MATERIAL SHOWN:
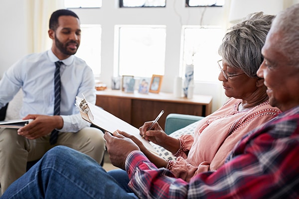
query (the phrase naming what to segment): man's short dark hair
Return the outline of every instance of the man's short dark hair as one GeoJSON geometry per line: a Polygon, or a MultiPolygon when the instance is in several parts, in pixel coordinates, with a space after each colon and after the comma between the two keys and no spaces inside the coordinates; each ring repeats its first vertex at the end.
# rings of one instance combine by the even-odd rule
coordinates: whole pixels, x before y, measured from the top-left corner
{"type": "Polygon", "coordinates": [[[58,9],[52,13],[49,22],[49,28],[56,30],[58,27],[58,18],[60,16],[73,16],[79,19],[79,17],[75,12],[68,9],[58,9]]]}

INSTRUCTIONS TO FOLLOW: Extract each line of the material above that contains the word "dark", copying every such line in full.

ANSWER TO THIS PROBLEM:
query (the phrase naming what to segment): man's short dark hair
Return the outline of every instance of the man's short dark hair as one GeoJSON geometry per line: a Polygon, or a MultiPolygon when the instance is in several parts, in pixel coordinates, with a space after each colon and after the comma between the two keys and no spaces inside the coordinates; each ring repeats its first vertex at the end.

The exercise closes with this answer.